Las tareas –
A) Según el texto sobre Lima, ¿a qué parque daba el gran ventanal del apartamento?
B) Prosigue el texto sobre Lima a partir de su última oración.

Sección del documento –
★ ★ ★

El
cielo de la capital peruana casi siempre amanecía color ceniza. «Lima la gris»,
dijo uno de los conductores de Uber, sin tener demasiado claro a qué poeta
citaba. Fachadas apagadas, caos urbano y un Pacífico plomizo. Sin embargo, a
veces, bastaba con girar una esquina para toparse con una buganvilla púrpura o
un mural que rompía la monotonía cromática. Las vistas de nuestro apartamento
eran verdes: el gran ventanal daba al parque Francisco Changanaqui, repleto de
perros con sus respectivos dueños. En el centro del parque había un Cristo
acristalado, si se me disculpa la cacofonía: estaba encerrado en una campana de
vidrio que me recordó inevitablemente a Sylvia Plath. En el portal de una casa
cercana a nuestro apartamento, un cartel rezaba: «Somos católicos. Dios lo sabe
y nos ama». Un conductor de autobús tenía el rostro de la Virgen María en la
bola de la caja de cambios, por lo que su fornida mano sudada se cernía sobre
la imagen de la Virgen cada vez que cambiaba de marcha. La religiosidad
latinoamericana hacía acto de presencia en los lugares más insospechados,
rozando lo esperpéntico.

★ ★ ★

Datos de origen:
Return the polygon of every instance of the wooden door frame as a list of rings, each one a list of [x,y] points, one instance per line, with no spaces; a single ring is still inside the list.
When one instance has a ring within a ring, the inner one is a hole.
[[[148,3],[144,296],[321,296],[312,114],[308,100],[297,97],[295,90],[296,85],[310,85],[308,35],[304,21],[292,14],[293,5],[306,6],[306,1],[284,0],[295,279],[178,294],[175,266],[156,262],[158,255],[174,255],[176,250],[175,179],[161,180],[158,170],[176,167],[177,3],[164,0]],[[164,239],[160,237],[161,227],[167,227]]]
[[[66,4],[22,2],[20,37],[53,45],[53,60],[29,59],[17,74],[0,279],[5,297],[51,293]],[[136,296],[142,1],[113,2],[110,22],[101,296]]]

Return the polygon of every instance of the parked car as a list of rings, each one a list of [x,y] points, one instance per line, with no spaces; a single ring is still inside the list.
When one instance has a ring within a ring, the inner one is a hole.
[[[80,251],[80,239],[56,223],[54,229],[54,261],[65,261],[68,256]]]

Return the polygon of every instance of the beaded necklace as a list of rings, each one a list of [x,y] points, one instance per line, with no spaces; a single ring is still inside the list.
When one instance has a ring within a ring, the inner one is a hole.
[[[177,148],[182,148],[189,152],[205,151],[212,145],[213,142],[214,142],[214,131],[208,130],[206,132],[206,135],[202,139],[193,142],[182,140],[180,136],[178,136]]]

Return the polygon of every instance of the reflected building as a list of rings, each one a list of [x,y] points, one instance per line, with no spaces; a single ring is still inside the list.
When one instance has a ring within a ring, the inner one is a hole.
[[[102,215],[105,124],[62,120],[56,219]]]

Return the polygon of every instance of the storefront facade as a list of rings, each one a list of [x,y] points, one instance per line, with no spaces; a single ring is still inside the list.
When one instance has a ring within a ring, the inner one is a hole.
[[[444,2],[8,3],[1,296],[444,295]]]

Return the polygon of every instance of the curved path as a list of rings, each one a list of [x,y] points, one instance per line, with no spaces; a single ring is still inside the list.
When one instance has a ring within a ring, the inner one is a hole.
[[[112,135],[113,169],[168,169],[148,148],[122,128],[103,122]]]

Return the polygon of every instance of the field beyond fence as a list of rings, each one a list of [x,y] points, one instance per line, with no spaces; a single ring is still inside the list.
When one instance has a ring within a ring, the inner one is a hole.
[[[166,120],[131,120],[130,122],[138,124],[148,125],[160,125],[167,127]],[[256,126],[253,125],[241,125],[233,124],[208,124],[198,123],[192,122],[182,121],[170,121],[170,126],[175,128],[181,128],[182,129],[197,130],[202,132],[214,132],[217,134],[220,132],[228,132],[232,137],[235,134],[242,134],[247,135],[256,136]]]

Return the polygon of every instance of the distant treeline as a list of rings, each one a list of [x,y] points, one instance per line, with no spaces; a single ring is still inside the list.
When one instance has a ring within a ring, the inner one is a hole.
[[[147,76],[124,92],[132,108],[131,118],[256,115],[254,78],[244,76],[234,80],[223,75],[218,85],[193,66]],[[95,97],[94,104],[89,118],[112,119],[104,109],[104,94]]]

★ ★ ★

Respuestas del ejercicio –
A) Al parque Francisco Changanaqui.

B)
En el Malecón de Miraflores, el viento soplaba con fuerza y sacudía las plantas del acantilado. Los surfistas se arracimaban cerca de la costa para tomar algunas tímidas olas, ya que el océano no estaba demasiado embravecido. Con sus neoprenos oscuros, recordaban a grupos de leones marinos en busca de pescado. Por mucho que Miraflores fuese el barrio turístico por excelencia, nosotros nos quedamos con Barranco. Pero, como todo en Lima, el atractivo del barrio no residía en la belleza impoluta de calles de catálogo, sino que estaba lleno de aristas. La cúpula de una iglesia, por ejemplo, había sido conquistada por una bandada de buitres y estaba prácticamente cayéndose a trozos. Central, el mejor restaurante del mundo, está custodiado por varios seguratas y rodeado por un muro, por lo que su exterior recuerda al de una cárcel. A pocos minutos a pie, en el Museo de Osma, nos quedamos maravillados ante un armario revestido de pequeñas placas de concha de nácar y carey que antaño fue utilizado como mueble bar.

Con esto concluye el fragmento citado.